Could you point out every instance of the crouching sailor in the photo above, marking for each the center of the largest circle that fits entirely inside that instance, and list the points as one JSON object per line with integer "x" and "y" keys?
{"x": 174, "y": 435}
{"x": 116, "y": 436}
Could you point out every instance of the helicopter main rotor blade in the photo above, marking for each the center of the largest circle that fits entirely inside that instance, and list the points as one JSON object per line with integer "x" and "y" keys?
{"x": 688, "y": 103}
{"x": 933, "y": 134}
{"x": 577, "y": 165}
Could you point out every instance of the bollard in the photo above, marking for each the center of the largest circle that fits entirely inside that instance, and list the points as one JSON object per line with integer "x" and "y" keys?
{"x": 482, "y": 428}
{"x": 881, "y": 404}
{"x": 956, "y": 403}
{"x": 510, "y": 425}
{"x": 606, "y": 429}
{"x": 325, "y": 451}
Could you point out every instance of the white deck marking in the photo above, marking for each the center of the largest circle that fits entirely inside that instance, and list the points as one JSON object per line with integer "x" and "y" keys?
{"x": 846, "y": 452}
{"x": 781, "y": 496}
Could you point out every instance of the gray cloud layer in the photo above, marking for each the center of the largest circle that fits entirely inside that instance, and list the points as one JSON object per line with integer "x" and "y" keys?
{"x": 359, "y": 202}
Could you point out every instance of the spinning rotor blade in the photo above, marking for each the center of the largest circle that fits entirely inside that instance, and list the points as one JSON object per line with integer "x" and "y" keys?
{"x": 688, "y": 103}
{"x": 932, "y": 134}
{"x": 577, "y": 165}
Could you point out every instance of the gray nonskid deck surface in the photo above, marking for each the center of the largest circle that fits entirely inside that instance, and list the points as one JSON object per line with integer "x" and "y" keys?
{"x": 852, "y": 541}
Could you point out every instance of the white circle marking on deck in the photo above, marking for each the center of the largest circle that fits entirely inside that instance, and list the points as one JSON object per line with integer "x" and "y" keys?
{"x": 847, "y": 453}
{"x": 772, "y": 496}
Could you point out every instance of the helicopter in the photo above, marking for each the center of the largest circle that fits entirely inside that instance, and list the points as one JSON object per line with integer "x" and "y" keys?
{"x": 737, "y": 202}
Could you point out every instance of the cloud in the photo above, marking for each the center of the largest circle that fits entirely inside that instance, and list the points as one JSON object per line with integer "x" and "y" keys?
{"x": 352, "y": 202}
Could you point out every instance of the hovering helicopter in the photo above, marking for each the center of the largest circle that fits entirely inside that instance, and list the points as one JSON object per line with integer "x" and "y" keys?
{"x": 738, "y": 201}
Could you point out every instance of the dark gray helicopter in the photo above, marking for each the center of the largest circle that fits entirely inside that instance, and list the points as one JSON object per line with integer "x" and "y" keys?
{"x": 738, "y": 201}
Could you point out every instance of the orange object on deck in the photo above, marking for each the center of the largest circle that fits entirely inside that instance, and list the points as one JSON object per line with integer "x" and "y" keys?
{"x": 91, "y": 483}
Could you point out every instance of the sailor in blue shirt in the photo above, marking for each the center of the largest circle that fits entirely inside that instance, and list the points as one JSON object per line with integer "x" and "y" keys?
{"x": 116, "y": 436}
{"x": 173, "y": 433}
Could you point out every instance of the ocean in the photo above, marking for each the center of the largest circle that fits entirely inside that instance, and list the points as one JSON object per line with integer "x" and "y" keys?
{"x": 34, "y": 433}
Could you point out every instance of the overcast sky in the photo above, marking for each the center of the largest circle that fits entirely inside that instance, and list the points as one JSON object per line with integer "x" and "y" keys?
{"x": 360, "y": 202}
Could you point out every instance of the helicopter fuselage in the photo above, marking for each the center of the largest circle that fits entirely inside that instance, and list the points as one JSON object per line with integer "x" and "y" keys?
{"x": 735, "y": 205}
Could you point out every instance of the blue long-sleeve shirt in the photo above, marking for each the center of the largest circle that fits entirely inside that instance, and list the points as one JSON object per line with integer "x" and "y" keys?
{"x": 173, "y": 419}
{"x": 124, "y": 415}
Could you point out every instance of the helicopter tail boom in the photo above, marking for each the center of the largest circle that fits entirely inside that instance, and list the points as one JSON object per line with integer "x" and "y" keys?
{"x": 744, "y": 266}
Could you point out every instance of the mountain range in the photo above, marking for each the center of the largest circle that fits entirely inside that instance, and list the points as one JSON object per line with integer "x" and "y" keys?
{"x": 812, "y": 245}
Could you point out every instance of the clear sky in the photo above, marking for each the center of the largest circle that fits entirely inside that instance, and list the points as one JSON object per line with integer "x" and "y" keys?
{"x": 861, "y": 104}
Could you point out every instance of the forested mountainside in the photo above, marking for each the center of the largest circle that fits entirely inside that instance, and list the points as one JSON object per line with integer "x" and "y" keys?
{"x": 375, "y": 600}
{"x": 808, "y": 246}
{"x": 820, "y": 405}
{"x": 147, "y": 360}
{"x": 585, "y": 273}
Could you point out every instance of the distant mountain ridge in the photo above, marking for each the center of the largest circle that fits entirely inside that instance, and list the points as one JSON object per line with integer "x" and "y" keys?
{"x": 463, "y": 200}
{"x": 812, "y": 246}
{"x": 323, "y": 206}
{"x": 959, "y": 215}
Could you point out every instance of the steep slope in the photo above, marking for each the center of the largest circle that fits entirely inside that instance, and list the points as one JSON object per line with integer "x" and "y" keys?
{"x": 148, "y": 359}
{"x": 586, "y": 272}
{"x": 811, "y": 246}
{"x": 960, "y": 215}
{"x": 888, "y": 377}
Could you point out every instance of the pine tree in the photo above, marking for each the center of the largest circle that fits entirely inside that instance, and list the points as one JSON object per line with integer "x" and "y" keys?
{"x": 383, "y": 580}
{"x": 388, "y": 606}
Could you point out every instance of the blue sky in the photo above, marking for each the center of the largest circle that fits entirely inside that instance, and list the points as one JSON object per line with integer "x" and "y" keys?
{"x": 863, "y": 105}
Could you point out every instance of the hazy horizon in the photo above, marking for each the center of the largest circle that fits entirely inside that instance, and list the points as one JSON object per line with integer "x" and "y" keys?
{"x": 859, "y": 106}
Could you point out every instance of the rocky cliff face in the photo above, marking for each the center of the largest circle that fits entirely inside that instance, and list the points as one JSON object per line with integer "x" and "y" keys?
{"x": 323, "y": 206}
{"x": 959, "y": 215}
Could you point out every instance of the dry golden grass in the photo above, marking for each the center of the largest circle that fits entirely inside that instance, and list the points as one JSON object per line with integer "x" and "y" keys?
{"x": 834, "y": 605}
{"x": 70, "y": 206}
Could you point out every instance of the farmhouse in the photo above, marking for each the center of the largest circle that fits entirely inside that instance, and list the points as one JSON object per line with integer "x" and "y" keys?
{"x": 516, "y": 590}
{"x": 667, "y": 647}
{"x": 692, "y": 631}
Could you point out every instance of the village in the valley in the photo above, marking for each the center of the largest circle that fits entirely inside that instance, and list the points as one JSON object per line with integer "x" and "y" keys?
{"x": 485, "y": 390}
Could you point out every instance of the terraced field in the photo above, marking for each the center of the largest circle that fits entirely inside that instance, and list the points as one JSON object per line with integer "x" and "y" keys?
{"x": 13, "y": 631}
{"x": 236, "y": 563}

**To do**
Print every entry exactly as it appears.

**Solution below**
Could you point out every instance of the crouching sailor in the photo above, marking for each the center of the largest circle that fits entirely inside that instance, and list the points as one JSON object per line with integer "x" and "y" keys?
{"x": 174, "y": 435}
{"x": 116, "y": 436}
Could you point out every instance of the helicopter main rotor blade in the photo above, marking for each the center of the largest circle that fits entirely inside that instance, and list the points as one JSON object per line with integer "x" and "y" keys?
{"x": 688, "y": 103}
{"x": 933, "y": 134}
{"x": 577, "y": 165}
Could you point out every instance of the bollard in the photo above, marking for each the center of the largest circle that fits entirely inside that instance, and list the points as one JSON object per line with integer "x" and "y" keys?
{"x": 482, "y": 428}
{"x": 881, "y": 404}
{"x": 956, "y": 403}
{"x": 510, "y": 425}
{"x": 606, "y": 429}
{"x": 325, "y": 451}
Could you point out every instance of the white deck marking in the photo above, marking for each the center of the largest circle that fits entirely inside that instance, and list the points as one JSON object per line with integer "x" and "y" keys?
{"x": 846, "y": 452}
{"x": 781, "y": 496}
Could you point out every instance of the gray cloud layer in the photo above, marking for each the center of the largest circle that fits entirely inside that instance, and list the points as one JSON object per line with integer "x" and "y" keys?
{"x": 359, "y": 202}
Could you point out every instance of the spinning rotor blade in the photo above, marking for each the center of the largest circle that fits entirely inside that instance, and list the points as one JSON object per line with integer "x" and "y" keys?
{"x": 688, "y": 103}
{"x": 932, "y": 134}
{"x": 577, "y": 165}
Could you point out every instance of the gray nonskid deck surface in the photo above, marking for each the center of the largest circle that fits entirely inside that instance, and list the points as one JSON object per line with integer "x" and "y" keys?
{"x": 852, "y": 541}
Could you point out every instance of the white circle marking on deck in the photo above, marking for each the center of the largest circle that fits entirely inside that instance, and list the points as one JSON object per line with integer "x" and "y" keys?
{"x": 847, "y": 453}
{"x": 772, "y": 496}
Could you point out every instance of the helicopter in the photo above, marking for each the center of the largest circle that fits entirely inside that instance, and list the points as one JSON object per line with integer "x" and "y" keys?
{"x": 737, "y": 202}
Could you point out every instance of the cloud in the photo above, marking for each the center of the largest circle that fits entirely inside that instance, and list the points as one JSON object per line with integer "x" and "y" keys?
{"x": 352, "y": 202}
Could you point out every instance of the hovering helicopter in the photo above, marking for each the center of the largest circle that fits entirely inside that instance, and list the points as one JSON object per line with integer "x" and "y" keys?
{"x": 738, "y": 201}
Could you point out every instance of the dark gray helicopter in the photo above, marking for each the center of the largest circle that fits entirely inside that instance, and list the points as one JSON object per line with integer "x" and "y" keys?
{"x": 738, "y": 201}
Could you point out every instance of the orange object on deck in the photo above, marking for each the center of the largest circle that fits entirely inside that instance, and list the points as one JSON object per line with integer "x" and "y" keys?
{"x": 91, "y": 483}
Could you point out every instance of the sailor in blue shirt in the photo above, marking for each the center of the largest circle that fits entirely inside that instance, and list the points as one JSON object per line with integer "x" and "y" keys?
{"x": 116, "y": 436}
{"x": 173, "y": 433}
Could you point out every instance of the ocean in the photo above, marking for each the center of the largest circle that fits entirely inside that instance, and list the points as one JSON object per line with integer "x" and "y" keys?
{"x": 34, "y": 433}
Could you point out every instance of the overcast sky in the photo above, marking for each the center of the largest circle that fits entirely inside that instance, and list the points as one JSON object per line with integer "x" and "y" keys?
{"x": 360, "y": 202}
Could you point out every instance of the helicopter fuselage in the photo above, marking for each the center of the largest circle that fits entirely inside that instance, and list the points as one JSON object per line with integer "x" and "y" keys?
{"x": 735, "y": 205}
Could you point out every instance of the blue long-sleeve shirt in the photo above, marking for each the center of the largest circle that fits entirely inside that instance, and list the points as one JSON object per line with integer "x" and "y" keys?
{"x": 173, "y": 419}
{"x": 124, "y": 415}
Could you point out every instance of the helicopter tail boom in the photo above, marking for each the center of the largest circle that fits entirely inside that instance, and list the points as one JSON object per line with integer "x" and "y" keys?
{"x": 744, "y": 266}
Could you point out every instance of the mountain range in the photo above, marking for each the center of the largest circle that fits entirely inside that instance, and list the points as one JSON object per line with integer "x" and "y" keys?
{"x": 812, "y": 245}
Could you point out every instance of the clear sky in the photo above, marking for each the center of the largest circle that fits entirely inside that instance, and list the points as one JSON object per line with integer "x" and "y" keys?
{"x": 861, "y": 104}
Could you point out every instance of the forested mountainside in the photo above, marking for each the center of the largest circle that fits entirely inside that instance, and list the points as one JSON object per line with integer "x" and "y" keys?
{"x": 375, "y": 600}
{"x": 808, "y": 246}
{"x": 820, "y": 405}
{"x": 147, "y": 360}
{"x": 585, "y": 273}
Could you point out every instance of the distant mountain ridge in the photo above, marking for each the center of the largest circle that fits entirely inside that instance, and list the points as one JSON object per line with integer "x" and "y" keys?
{"x": 463, "y": 200}
{"x": 812, "y": 246}
{"x": 323, "y": 206}
{"x": 959, "y": 215}
Could you point out every instance of the steep slope in the photo above, marking for each the center of the largest circle that fits entirely inside that instance, and list the points as one JSON object per line with integer "x" and "y" keys?
{"x": 148, "y": 359}
{"x": 586, "y": 272}
{"x": 811, "y": 246}
{"x": 960, "y": 215}
{"x": 888, "y": 377}
Could you point out every instance of the pine tree in the photo above, marking for each the center of the largest circle that fits entirely inside that instance, and list the points as one JSON object per line with integer "x" and "y" keys?
{"x": 383, "y": 580}
{"x": 388, "y": 606}
Could you point out every instance of the blue sky in the photo above, marking for each the center of the largest circle that fits entirely inside that instance, and list the points as one JSON object per line with integer "x" and "y" keys?
{"x": 863, "y": 105}
Could you point out every instance of the hazy horizon in the photo above, marking for each the center of the largest circle that fits entirely inside that instance, and list the points as one JSON object per line with integer "x" and "y" keys?
{"x": 859, "y": 106}
Could you point out every instance of the rocky cliff face in the photo above, marking for each the center of the largest circle that fits entirely inside that instance, and list the points as one JSON object per line with integer "x" and "y" keys?
{"x": 323, "y": 206}
{"x": 959, "y": 215}
Could you point out every instance of the dry golden grass in the photo above, marking for each the center of the largest circle that fits entirely inside that instance, and list the points as one JSON object per line with integer "x" and "y" keys?
{"x": 834, "y": 605}
{"x": 70, "y": 206}
Could you point out every instance of the farmhouse in the photo above, marking for each the center of the largest circle that fits entirely inside that instance, and list the points as one JSON object per line with integer "x" and "y" keys?
{"x": 516, "y": 590}
{"x": 667, "y": 647}
{"x": 692, "y": 631}
Could you point out every instance of the village in the valley in the photo above, marking for each the center of the largest circle that fits entirely inside that instance, and list the points as one JSON object per line with integer "x" and "y" keys?
{"x": 485, "y": 390}
Could you point out every instance of the terraced field in the photo above, marking for each the center of the largest circle that fits entirely inside that instance, and list the points as one JSON object per line with integer "x" and "y" keys?
{"x": 13, "y": 631}
{"x": 236, "y": 563}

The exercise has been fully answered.